=== Task instructions ===
(A) According to the book review, in what year was the novel published?
(B) Continue the book review from the point where it stops.

Born and brought up in an artists’ commune in Derbyshire, Oriana Taylor had freedom at her fingertips in a home full of extraordinary people. The Bedwell brothers, Malachy and Jed, shared their childhood and adolescence with Oriana. In the rambling old house and tangled grounds, their dreams and desires could run free.

But too much freedom comes at a price. Something happened the summer they were fifteen. And now, having been gone eighteen years, Oriana is back.

This is their story.”

 

I’m not sure why it has taken me so long to get round to reading this book by Freya North. It was published in 2015 and, being a huge fan of Freya since I first read Sally and always buying her books on publication, it has been sitting on my TBR since then. I have read The Turning Point, which was published last year. I am wondering if I have been subconsciously pushing this down my TBR because of some unfavourable reviews it has been given on Goodreads. If so, it was a mistake – this is Freya North at her best. My apologies, Freya: after all the years we’ve spent together, I should have had more faith in you.

This is the story of Oriana, her childhood growing up in an artists’ colony in Derbyshire, her childhood friendship with two brothers, and the tragic event which drove them apart. Anyone expecting a light, sugar-sweet romance, or a psychological thriller with a twist in the tail would undoubtedly be disappointed in this book. It is neither of those things because that is not, and never has been, what Freya’s writing is about.

What this book is, is typical of Freya’s novels. It is a beautiful and honest portrayal of human emotion, human relationships and human failings. It is bittersweet, moving, genuine–and totally engrossing if you let yourself connect with these characters, who are damaged and far from perfect, but totally real and believable. One of the comments I have read was that people could not relate to the characters because they weren’t totally likeable, particularly Oriana. I think that is part of the genius of Freya’s work – making us care about characters who maybe aren’t immediately warm and cuddly and someone that you would want as a best friend, but are totally plausible and, if you give them time and try and see what Freya is showing you about why they are as they are, you will find that connection with their humanity.

=== Raw records ===
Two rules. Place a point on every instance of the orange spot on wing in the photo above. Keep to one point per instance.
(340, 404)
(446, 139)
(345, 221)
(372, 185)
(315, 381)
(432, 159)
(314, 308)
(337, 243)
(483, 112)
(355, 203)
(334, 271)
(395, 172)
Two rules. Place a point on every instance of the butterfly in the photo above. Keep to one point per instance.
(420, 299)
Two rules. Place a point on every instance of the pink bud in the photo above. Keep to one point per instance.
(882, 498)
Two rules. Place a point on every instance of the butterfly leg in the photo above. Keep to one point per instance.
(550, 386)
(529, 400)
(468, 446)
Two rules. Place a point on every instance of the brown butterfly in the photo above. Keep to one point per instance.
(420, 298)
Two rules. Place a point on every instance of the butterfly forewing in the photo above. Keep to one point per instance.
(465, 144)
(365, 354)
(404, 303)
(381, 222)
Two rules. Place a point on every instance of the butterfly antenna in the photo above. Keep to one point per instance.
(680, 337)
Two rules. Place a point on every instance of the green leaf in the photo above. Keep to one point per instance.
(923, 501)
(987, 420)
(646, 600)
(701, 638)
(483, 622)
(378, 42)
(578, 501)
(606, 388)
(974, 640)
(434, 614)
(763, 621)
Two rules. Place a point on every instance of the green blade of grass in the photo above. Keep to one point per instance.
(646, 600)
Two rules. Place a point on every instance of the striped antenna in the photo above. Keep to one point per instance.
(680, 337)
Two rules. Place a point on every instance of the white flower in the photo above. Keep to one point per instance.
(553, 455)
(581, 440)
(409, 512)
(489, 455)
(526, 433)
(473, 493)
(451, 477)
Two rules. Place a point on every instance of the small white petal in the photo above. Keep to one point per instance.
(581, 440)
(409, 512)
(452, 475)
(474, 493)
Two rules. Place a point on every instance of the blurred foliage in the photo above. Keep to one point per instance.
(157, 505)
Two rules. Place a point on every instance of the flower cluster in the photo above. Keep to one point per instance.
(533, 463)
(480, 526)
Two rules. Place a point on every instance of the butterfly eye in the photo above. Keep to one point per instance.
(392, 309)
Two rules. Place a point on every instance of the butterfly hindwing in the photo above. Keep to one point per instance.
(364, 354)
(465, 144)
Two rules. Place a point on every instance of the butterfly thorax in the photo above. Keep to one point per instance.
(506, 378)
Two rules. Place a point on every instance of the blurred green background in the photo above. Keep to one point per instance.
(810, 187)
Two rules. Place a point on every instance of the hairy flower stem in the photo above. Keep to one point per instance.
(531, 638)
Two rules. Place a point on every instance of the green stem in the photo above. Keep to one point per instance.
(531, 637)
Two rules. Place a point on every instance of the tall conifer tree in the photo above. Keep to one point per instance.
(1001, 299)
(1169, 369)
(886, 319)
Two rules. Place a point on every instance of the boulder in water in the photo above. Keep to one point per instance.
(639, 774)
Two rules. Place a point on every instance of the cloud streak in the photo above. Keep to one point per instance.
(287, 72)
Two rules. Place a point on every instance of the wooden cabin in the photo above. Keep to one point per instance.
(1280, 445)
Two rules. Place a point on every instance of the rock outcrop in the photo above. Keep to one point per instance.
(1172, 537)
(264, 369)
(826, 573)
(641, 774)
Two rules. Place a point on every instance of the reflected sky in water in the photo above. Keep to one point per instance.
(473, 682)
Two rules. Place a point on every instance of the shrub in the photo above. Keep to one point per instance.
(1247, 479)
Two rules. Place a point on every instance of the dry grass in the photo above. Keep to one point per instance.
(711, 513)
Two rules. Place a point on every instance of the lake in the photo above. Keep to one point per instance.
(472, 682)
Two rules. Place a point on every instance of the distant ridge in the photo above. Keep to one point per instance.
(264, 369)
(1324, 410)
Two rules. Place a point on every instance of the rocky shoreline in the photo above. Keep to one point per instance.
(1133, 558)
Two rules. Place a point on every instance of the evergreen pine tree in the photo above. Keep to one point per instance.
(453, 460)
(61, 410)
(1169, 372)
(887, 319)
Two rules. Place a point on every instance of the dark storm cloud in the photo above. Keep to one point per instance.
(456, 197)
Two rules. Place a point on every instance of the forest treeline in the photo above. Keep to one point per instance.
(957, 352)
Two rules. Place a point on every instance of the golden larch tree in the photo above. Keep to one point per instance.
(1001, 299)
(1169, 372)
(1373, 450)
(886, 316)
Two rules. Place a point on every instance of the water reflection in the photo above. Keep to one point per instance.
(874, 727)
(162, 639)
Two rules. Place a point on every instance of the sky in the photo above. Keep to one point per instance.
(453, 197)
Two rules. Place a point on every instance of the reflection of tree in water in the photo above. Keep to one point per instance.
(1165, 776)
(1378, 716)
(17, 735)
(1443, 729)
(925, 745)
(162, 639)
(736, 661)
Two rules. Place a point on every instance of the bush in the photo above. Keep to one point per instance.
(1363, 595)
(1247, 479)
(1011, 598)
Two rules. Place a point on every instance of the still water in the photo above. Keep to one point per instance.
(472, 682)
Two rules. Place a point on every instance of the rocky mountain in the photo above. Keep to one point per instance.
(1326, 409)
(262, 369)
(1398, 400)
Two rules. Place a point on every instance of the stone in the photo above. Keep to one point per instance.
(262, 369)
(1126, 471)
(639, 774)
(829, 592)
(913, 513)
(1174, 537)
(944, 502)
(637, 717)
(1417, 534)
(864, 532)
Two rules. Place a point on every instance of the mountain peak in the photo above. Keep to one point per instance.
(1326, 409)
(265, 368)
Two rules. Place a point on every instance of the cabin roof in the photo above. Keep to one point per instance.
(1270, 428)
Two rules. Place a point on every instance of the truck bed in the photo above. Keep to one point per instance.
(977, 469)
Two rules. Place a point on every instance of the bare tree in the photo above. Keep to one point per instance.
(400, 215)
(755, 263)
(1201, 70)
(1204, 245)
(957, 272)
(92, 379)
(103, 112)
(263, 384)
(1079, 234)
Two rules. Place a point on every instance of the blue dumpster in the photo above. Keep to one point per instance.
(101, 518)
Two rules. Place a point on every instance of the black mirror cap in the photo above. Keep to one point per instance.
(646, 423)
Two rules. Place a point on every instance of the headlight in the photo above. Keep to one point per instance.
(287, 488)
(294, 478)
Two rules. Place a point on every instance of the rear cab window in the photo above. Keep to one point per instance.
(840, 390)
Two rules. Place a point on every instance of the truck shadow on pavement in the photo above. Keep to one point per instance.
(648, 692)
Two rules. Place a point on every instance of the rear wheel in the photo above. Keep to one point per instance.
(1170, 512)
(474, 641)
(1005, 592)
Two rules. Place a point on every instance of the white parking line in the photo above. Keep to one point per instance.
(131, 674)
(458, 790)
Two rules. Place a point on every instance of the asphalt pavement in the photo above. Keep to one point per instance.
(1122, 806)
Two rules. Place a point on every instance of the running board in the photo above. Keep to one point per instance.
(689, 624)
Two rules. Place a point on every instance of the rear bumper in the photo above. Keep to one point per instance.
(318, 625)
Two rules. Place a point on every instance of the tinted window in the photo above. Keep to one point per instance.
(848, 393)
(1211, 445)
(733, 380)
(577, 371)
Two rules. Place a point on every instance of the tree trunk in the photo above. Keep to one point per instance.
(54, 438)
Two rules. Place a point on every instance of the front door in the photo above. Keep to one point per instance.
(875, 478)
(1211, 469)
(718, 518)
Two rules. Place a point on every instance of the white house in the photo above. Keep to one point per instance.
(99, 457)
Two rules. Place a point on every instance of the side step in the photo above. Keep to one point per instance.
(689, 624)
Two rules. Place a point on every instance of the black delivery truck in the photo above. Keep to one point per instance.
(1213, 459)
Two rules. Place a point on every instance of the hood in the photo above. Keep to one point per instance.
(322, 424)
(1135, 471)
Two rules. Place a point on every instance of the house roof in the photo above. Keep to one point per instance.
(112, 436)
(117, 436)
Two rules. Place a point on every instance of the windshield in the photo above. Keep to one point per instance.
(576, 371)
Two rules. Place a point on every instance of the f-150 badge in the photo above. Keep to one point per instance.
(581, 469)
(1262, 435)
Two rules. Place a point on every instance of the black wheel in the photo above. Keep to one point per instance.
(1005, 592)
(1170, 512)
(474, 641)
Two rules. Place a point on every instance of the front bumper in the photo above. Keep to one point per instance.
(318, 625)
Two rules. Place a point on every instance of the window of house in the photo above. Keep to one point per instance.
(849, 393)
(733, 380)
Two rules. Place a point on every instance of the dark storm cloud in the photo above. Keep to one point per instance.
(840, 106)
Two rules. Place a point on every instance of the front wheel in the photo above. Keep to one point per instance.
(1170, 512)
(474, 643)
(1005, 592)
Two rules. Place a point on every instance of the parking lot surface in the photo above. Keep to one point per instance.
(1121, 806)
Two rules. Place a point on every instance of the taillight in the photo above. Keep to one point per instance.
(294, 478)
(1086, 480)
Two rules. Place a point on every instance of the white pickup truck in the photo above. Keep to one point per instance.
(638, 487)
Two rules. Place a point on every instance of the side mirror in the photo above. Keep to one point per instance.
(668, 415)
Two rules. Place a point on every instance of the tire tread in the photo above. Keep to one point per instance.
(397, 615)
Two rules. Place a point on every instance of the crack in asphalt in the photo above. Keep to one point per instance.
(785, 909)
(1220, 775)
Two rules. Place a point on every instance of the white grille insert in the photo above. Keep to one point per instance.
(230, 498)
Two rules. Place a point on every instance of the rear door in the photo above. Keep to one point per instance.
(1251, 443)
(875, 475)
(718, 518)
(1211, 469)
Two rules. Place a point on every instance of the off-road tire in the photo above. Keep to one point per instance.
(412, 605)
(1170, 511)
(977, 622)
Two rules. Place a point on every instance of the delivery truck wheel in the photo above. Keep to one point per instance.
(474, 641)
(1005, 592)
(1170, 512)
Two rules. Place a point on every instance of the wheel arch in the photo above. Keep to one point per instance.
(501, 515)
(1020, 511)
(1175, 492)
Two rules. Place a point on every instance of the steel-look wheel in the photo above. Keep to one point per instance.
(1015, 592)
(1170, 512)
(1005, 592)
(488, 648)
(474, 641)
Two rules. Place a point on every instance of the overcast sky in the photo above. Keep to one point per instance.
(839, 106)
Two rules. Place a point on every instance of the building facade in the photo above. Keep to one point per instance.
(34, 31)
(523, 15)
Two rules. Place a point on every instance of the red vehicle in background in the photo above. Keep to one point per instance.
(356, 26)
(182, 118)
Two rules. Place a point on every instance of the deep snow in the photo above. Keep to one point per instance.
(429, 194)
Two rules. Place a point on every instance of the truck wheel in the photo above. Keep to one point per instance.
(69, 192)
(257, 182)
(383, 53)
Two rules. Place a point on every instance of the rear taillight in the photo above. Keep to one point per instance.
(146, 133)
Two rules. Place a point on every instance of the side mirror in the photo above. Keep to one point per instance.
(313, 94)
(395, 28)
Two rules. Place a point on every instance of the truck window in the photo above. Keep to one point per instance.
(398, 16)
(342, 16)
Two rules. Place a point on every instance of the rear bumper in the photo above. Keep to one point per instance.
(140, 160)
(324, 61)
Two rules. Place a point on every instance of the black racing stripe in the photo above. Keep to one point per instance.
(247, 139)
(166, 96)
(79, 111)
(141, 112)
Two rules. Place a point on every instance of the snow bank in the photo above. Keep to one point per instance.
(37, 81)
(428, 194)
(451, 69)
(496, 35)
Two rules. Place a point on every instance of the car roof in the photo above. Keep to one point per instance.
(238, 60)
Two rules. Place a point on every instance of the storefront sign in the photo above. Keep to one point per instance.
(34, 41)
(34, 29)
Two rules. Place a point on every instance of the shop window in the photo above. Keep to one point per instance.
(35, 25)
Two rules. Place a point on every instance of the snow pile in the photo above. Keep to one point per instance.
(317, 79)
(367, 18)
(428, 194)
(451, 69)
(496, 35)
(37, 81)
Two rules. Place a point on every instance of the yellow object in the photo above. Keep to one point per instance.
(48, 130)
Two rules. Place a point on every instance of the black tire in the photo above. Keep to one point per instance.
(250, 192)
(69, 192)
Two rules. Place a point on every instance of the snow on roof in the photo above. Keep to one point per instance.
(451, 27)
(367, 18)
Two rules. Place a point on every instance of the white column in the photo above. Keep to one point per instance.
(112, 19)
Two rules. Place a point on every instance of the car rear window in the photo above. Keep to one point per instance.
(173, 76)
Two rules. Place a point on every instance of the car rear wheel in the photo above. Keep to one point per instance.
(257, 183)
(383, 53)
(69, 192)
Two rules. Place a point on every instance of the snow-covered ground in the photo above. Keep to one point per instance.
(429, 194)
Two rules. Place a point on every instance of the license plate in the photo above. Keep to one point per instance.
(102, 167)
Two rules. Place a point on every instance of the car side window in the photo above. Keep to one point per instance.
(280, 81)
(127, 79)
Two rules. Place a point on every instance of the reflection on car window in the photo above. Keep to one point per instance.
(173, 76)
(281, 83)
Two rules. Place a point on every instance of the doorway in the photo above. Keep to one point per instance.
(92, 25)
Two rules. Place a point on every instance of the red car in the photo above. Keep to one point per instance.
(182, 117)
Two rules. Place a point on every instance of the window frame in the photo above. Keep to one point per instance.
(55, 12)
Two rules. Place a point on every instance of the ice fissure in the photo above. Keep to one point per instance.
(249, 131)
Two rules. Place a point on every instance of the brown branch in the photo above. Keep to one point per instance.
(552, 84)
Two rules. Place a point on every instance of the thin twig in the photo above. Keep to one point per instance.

=== Outputs in order ===
(A) 2015

(B)
This book is a slow burn, and it is an insight into the minds, thoughts and feelings of the three main protagonists. I guess some people may not appreciate this style of story-telling but it is what gives you that insight into, and connection with, their emotional story. I have seen complaints that the ‘twist’ is too obvious and there is no ‘big reveal’. I think that misses the point. I don’t believe Freya ever meant for the novel to be some big build up to a shocking conclusion, that isn’t her stock in trade. In fact, it is refreshing to read something currently that isn’t hingeing on that particular device to sell itself. This book requires a bit more effort, a bit more emotional involvement on the part of the reader to get the most from it.

I recently read a comment by the author Jane Green, in answer to a question she was asked about the best bit of writing advice she had ever been given. Her reply was that the best advice had been given to her by Freya North and it was to get to know her characters and let them tell the story. Freya obviously practices what she preaches as she writes people as well as, if not better, than almost any writer out there. Her characters are always totally three-dimensional and fully developed and, likeable or not, they are completely authentic in everything they do. And I have never known anyone write such honest sex scenes (although my friends took me to task for a long while after I made this comment and they then read the one involving clowns in Pip, but I stand by my assertion. And no, I won’t go into any more detail, you will have to go and buy it and read it yourselves!). You know these people. If you let yourself invest in their story, you will be rewarded with an intense emotional journey that will leave you wanting to know what happens to them but also not wanting the story to end.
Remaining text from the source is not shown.